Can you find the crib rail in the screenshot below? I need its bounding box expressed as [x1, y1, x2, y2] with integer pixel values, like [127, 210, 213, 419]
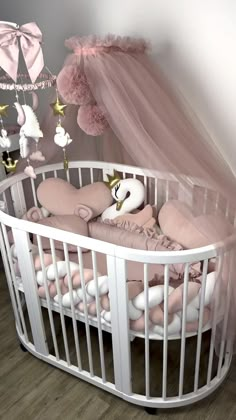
[0, 161, 234, 409]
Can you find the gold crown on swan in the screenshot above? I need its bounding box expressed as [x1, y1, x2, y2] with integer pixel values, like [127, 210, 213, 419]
[104, 171, 121, 190]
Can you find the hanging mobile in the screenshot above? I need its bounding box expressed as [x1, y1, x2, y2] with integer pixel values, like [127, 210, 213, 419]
[0, 21, 56, 178]
[50, 90, 73, 170]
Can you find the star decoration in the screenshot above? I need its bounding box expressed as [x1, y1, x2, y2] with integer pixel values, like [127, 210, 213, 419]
[50, 97, 67, 116]
[0, 104, 9, 118]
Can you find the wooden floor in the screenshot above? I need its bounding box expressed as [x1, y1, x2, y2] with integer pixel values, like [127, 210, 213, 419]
[1, 271, 236, 420]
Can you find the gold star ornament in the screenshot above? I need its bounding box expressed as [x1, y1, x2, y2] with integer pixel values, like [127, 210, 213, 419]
[0, 104, 9, 118]
[50, 97, 67, 116]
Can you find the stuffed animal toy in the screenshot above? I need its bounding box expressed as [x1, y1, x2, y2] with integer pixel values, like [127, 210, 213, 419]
[101, 173, 145, 221]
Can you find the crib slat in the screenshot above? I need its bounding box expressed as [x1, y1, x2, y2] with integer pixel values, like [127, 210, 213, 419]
[202, 189, 208, 214]
[13, 229, 48, 355]
[63, 243, 82, 371]
[224, 339, 233, 368]
[30, 178, 38, 207]
[2, 224, 29, 341]
[77, 246, 94, 377]
[225, 201, 230, 220]
[78, 168, 83, 188]
[66, 168, 70, 183]
[194, 259, 208, 391]
[144, 263, 150, 399]
[144, 176, 147, 205]
[90, 168, 94, 184]
[217, 250, 234, 378]
[106, 255, 123, 391]
[36, 235, 60, 360]
[92, 251, 106, 382]
[207, 255, 223, 386]
[10, 181, 27, 218]
[49, 238, 71, 366]
[214, 192, 220, 214]
[165, 180, 170, 202]
[154, 178, 158, 209]
[0, 225, 22, 335]
[162, 264, 170, 399]
[115, 258, 132, 394]
[2, 191, 9, 214]
[178, 263, 190, 397]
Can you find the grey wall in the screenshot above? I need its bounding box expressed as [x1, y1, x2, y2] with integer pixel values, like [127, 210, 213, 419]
[1, 0, 236, 172]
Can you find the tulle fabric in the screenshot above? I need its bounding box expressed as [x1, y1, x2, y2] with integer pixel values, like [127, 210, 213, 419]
[20, 35, 236, 351]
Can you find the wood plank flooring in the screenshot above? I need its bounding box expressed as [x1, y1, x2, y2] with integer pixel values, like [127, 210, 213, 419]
[0, 272, 236, 420]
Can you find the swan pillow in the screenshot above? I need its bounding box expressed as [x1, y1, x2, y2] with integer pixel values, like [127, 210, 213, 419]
[37, 178, 113, 218]
[158, 200, 234, 249]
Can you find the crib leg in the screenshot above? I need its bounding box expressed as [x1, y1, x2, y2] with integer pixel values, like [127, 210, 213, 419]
[144, 407, 158, 415]
[19, 342, 28, 353]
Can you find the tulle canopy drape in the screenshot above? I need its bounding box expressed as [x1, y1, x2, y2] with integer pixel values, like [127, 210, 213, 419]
[39, 35, 236, 209]
[18, 35, 236, 350]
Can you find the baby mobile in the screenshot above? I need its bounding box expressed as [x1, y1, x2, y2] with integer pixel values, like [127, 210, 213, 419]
[0, 21, 72, 178]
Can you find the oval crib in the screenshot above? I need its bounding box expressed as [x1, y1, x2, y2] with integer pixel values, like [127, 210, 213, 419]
[0, 160, 235, 411]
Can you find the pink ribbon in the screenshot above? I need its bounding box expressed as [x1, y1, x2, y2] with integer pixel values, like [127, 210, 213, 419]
[0, 22, 44, 83]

■ ■ ■

- [WORK ITEM]: All entries should be restated word for word; no images belong in the copy.

- [RESULT OF THIS EXERCISE]:
Can you find the crib rail in the screenshot below? I need its bounding box expressed as [x1, y1, x2, y2] with integer pixel values, like [127, 210, 213, 419]
[0, 161, 234, 409]
Can you find the gold crown on swan in the screenshot above? I need its bounding box expressed as [x1, y1, x2, y2] with integer pixel values, like [127, 210, 213, 419]
[104, 171, 121, 190]
Can you find the hanging mobile in the screenshot above? I need its bounding box expressed as [x1, y1, x2, y2] with integer pixel values, like [127, 210, 213, 419]
[0, 21, 56, 178]
[50, 90, 73, 170]
Can you find the star decoration in the screenshot above? I need its bounding box expressed as [x1, y1, x2, y2] with integer pixel values, like [127, 210, 213, 419]
[50, 97, 67, 116]
[0, 104, 9, 118]
Can you find the wooden floor in the screenshot above? I need its bounding box expressed as [x1, y1, x2, y2] with integer pixel values, like [127, 210, 213, 419]
[1, 271, 236, 420]
Can you find the gold star ornament in the screenshot above? I need its bounding box expressed as [x1, y1, x2, y2] with integer pixel values, like [127, 210, 213, 419]
[0, 104, 9, 118]
[50, 97, 67, 116]
Can you find the stuffed animal toy in the screenshot above? I need its bounding box expressed as [x1, y1, x2, y2] with integer pixel values, like [127, 210, 213, 419]
[101, 173, 145, 221]
Can you find the crib slat in the screenshot above? I need its bounding box expressed as [x1, y1, x2, y2] with integer pixel values, like [127, 210, 213, 419]
[202, 189, 208, 214]
[13, 229, 48, 355]
[63, 243, 82, 371]
[224, 339, 233, 368]
[30, 178, 38, 207]
[2, 224, 29, 341]
[77, 246, 94, 377]
[225, 201, 230, 220]
[78, 168, 83, 188]
[66, 168, 70, 183]
[194, 259, 208, 391]
[144, 263, 150, 399]
[144, 176, 147, 205]
[90, 168, 94, 184]
[217, 250, 234, 378]
[106, 255, 123, 391]
[36, 235, 60, 360]
[92, 251, 106, 382]
[207, 255, 223, 386]
[10, 181, 27, 218]
[49, 238, 71, 366]
[214, 192, 220, 214]
[165, 180, 170, 202]
[154, 178, 158, 209]
[0, 225, 22, 335]
[162, 264, 170, 399]
[115, 258, 132, 394]
[2, 191, 9, 214]
[178, 263, 190, 397]
Can you find the grey wall in the screenshot above? I need its bounding box expressed as [x1, y1, x2, y2] with integer pixel values, like [127, 210, 213, 419]
[1, 0, 236, 172]
Can you find the tulle fabric in the screenshot above? I need its bounding box expressed as [x1, y1, x2, y2] with integer pixel values, like [127, 210, 213, 419]
[20, 35, 236, 351]
Can you find the wood plank flooring in the screenshot above? I need its bounding box expressed as [x1, y1, x2, y2] with integer pixel values, like [127, 210, 213, 419]
[0, 272, 236, 420]
Can you find the swan pillow in the screenshot above? I need its bounding box expressed as [x1, y1, x2, y2] with integer pixel values, like [127, 210, 213, 419]
[37, 178, 113, 218]
[158, 200, 234, 249]
Can you find the crib leg in the screenshot above? I need its bounding box expressed as [x1, y1, x2, y2] with integer pixel values, like [127, 210, 213, 419]
[144, 407, 158, 415]
[19, 342, 28, 353]
Can you find the tulle canopy drape in the screenshot above? I need its bounding box expressed as [x1, y1, x2, y2] with integer pixel values, like [127, 210, 213, 419]
[39, 35, 236, 209]
[18, 35, 236, 350]
Can you find the baby mobile in the screenshot above? I need its bounding box expressed as [x1, y1, x2, y2] with integer pixel values, like [127, 210, 213, 419]
[0, 21, 72, 178]
Can you find the oval crib in the screenshot above? I need its bounding box expressed as [x1, y1, x2, y2] with integer pixel values, like [127, 210, 213, 419]
[0, 160, 235, 411]
Can you find the pink ribbon in the screenshot above? I need its bounding box expressed as [x1, y1, x2, y2] with integer pixel values, like [127, 210, 213, 419]
[0, 22, 44, 83]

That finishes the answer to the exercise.